> _EXERCISE REQUIREMENTS_:
Arrange every line of the items below as a Markdown table with two columns, Row and Line. Number the rows and omit blank lines.

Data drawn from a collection
________________________

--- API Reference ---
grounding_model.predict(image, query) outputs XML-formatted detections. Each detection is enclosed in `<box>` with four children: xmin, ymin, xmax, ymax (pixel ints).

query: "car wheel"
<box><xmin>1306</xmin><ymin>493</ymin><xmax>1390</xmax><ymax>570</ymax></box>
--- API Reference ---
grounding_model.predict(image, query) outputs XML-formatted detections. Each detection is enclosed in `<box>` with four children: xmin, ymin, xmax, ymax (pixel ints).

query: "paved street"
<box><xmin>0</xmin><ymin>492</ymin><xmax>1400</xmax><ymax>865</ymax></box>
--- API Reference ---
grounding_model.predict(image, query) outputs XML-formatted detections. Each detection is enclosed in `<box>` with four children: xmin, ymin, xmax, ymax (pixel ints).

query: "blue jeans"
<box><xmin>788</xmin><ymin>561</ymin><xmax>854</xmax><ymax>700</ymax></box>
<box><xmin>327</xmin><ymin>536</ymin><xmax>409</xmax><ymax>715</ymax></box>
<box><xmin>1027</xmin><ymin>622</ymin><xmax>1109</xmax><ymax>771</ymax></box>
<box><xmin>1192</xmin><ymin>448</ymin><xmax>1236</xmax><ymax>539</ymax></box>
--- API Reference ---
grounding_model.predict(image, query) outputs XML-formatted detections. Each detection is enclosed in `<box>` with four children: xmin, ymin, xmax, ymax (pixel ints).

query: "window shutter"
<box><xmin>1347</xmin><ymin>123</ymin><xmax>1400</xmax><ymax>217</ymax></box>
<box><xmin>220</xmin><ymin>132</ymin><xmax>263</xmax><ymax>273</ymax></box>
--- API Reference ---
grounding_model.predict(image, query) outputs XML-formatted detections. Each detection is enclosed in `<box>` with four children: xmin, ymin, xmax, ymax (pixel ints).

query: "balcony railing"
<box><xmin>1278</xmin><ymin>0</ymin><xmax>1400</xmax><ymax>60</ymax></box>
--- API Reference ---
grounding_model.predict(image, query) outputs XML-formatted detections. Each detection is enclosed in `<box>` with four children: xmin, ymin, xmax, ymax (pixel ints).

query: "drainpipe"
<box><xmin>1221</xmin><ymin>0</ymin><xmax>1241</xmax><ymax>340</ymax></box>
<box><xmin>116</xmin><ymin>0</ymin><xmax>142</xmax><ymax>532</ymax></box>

________________________

> _THE RESULT_:
| Row | Line |
|---|---|
| 1 | --- API Reference --- |
| 2 | grounding_model.predict(image, query) outputs XML-formatted detections. Each detection is enclosed in `<box>` with four children: xmin, ymin, xmax, ymax (pixel ints). |
| 3 | query: "car wheel" |
| 4 | <box><xmin>1306</xmin><ymin>493</ymin><xmax>1390</xmax><ymax>570</ymax></box> |
| 5 | --- API Reference --- |
| 6 | grounding_model.predict(image, query) outputs XML-formatted detections. Each detection is enclosed in `<box>` with four children: xmin, ymin, xmax, ymax (pixel ints). |
| 7 | query: "paved street" |
| 8 | <box><xmin>0</xmin><ymin>492</ymin><xmax>1400</xmax><ymax>865</ymax></box> |
| 9 | --- API Reference --- |
| 10 | grounding_model.predict(image, query) outputs XML-formatted detections. Each detection is enclosed in `<box>` with four children: xmin, ymin, xmax, ymax (pixel ints). |
| 11 | query: "blue jeans" |
| 12 | <box><xmin>788</xmin><ymin>561</ymin><xmax>854</xmax><ymax>700</ymax></box> |
| 13 | <box><xmin>327</xmin><ymin>536</ymin><xmax>409</xmax><ymax>715</ymax></box> |
| 14 | <box><xmin>1027</xmin><ymin>622</ymin><xmax>1109</xmax><ymax>771</ymax></box> |
| 15 | <box><xmin>1192</xmin><ymin>448</ymin><xmax>1236</xmax><ymax>539</ymax></box> |
| 16 | --- API Reference --- |
| 17 | grounding_model.predict(image, query) outputs XML-formatted detections. Each detection is enclosed in `<box>` with four children: xmin, ymin, xmax, ymax (pixel ints). |
| 18 | query: "window shutter" |
| 19 | <box><xmin>1347</xmin><ymin>123</ymin><xmax>1400</xmax><ymax>217</ymax></box> |
| 20 | <box><xmin>220</xmin><ymin>132</ymin><xmax>263</xmax><ymax>273</ymax></box> |
| 21 | --- API Reference --- |
| 22 | grounding_model.predict(image, query) outputs XML-formatted detections. Each detection is enclosed in `<box>` with four children: xmin, ymin, xmax, ymax (pixel ints). |
| 23 | query: "balcony railing" |
| 24 | <box><xmin>1278</xmin><ymin>0</ymin><xmax>1400</xmax><ymax>60</ymax></box> |
| 25 | --- API Reference --- |
| 26 | grounding_model.predict(image, query) outputs XML-formatted detections. Each detection is enclosed in `<box>` with four children: xmin, ymin, xmax, ymax (pixel ints). |
| 27 | query: "drainpipe" |
| 28 | <box><xmin>1221</xmin><ymin>0</ymin><xmax>1241</xmax><ymax>340</ymax></box> |
| 29 | <box><xmin>116</xmin><ymin>0</ymin><xmax>142</xmax><ymax>532</ymax></box> |